From the line that contains "help me out — i'm trying to find the stone wall" to the last line of the entries, set down each line exactly as written, both ends included, with nothing else.

(Collected data)
--------
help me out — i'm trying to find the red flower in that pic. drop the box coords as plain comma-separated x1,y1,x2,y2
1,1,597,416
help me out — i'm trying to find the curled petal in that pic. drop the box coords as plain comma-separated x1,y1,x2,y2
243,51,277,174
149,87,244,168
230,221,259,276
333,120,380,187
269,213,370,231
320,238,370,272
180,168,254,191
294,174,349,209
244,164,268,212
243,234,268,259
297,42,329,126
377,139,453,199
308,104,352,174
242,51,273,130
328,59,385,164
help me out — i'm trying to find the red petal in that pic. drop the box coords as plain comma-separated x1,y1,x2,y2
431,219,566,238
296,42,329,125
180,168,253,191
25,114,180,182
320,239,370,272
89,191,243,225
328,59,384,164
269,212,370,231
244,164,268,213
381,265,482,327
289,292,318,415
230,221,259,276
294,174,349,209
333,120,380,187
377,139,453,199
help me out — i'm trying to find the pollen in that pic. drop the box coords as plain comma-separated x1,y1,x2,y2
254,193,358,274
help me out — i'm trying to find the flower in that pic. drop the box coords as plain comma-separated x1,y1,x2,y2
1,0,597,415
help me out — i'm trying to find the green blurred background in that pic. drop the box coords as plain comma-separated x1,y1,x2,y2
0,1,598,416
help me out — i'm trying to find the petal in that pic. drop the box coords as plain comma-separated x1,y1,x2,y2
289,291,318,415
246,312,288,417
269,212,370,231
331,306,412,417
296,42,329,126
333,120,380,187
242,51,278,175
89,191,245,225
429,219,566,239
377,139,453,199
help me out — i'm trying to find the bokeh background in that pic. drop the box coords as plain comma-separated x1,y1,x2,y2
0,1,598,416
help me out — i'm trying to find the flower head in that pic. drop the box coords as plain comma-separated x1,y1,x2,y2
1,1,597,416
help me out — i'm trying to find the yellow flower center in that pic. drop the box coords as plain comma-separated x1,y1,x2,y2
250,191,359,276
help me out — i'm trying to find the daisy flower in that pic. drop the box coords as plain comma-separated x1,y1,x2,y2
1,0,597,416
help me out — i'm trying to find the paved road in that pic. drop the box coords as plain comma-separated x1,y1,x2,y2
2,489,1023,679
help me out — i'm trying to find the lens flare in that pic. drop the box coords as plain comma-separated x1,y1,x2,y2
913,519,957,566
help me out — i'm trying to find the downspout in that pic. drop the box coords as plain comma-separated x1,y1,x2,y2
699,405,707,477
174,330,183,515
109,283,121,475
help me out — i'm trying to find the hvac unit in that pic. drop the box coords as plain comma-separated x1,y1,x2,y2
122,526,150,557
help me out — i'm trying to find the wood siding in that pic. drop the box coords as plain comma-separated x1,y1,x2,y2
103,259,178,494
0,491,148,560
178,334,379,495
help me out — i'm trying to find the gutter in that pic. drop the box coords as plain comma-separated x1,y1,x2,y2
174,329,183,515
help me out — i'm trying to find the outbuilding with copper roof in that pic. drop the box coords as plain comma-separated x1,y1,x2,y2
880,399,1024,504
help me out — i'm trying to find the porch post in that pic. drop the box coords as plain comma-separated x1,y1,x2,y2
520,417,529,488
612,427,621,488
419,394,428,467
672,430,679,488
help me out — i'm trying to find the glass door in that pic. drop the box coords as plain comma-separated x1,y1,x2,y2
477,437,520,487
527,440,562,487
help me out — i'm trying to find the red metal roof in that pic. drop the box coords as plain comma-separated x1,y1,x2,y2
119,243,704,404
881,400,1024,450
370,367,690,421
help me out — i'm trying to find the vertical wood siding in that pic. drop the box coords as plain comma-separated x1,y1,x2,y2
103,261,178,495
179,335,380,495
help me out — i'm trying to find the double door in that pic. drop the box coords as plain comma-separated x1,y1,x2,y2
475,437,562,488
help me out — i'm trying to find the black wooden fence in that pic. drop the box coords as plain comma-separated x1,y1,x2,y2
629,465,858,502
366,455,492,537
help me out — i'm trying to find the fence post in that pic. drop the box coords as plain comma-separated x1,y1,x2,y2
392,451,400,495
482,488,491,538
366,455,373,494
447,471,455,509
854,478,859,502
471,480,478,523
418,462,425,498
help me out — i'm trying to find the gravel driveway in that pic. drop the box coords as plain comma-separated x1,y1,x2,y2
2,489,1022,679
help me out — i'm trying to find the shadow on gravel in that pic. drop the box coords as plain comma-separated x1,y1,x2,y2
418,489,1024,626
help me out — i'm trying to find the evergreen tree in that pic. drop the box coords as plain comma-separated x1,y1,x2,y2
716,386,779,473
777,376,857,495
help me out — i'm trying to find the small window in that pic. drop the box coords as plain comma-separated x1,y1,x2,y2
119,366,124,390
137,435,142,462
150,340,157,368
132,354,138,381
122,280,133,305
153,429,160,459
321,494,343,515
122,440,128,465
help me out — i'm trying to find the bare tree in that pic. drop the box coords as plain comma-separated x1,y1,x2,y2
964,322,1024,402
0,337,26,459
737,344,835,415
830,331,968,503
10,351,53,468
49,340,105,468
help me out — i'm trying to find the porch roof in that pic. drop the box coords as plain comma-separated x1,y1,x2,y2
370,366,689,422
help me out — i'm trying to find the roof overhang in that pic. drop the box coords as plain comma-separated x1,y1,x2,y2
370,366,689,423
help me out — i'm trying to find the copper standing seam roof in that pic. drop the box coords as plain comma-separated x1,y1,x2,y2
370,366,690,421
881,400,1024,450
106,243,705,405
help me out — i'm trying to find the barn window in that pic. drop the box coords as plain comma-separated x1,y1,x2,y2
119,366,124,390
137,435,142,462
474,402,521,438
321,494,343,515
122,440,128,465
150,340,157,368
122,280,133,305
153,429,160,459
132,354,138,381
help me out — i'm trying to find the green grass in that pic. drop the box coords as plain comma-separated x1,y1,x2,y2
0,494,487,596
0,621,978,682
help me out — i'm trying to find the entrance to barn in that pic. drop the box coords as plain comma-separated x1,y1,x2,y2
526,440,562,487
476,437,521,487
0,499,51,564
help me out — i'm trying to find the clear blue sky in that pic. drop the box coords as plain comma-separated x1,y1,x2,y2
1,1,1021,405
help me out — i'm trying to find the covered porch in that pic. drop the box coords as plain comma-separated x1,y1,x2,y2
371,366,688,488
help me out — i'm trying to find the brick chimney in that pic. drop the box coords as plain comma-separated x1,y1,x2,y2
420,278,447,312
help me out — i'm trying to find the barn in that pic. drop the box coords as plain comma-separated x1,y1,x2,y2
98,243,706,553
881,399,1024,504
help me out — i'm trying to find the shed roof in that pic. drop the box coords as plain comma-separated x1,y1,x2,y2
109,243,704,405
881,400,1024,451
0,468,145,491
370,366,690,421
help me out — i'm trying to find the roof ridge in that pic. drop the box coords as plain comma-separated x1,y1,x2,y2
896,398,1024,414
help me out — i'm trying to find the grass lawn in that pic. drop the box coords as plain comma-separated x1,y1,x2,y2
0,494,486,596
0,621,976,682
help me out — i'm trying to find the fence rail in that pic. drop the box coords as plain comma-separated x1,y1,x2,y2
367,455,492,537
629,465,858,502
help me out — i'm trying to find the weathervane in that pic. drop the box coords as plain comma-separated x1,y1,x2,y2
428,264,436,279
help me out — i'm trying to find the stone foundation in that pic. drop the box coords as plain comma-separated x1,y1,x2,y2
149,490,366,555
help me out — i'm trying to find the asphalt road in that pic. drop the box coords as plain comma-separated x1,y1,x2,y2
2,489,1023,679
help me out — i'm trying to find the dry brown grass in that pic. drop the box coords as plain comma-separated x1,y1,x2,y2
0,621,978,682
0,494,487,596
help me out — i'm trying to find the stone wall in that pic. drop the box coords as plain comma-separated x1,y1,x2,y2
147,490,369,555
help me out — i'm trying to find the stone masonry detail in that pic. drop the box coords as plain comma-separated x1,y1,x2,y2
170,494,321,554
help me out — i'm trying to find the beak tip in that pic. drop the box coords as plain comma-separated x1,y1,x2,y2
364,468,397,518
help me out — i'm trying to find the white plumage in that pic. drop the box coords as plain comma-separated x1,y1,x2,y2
--------
• [SOLUTION FOR THIS TASK]:
help me out — i'm trying to find the stone wall in that pic. drop the box coords as plain comma-separated x1,y1,x2,y2
147,490,369,555
help me out — i'm trying to find the stone masonry detail in that pic. drop the box coords as plain comma-separated x1,y1,x2,y2
170,494,321,554
help me out — i'm trying to find the beak tip in that pic. drop the box coords as plain comma-separated x1,y1,x2,y2
364,468,397,518
help me out — i'm trying to find the white plumage in that pic. drop the box coords as plain comma-separated x1,y1,x2,y2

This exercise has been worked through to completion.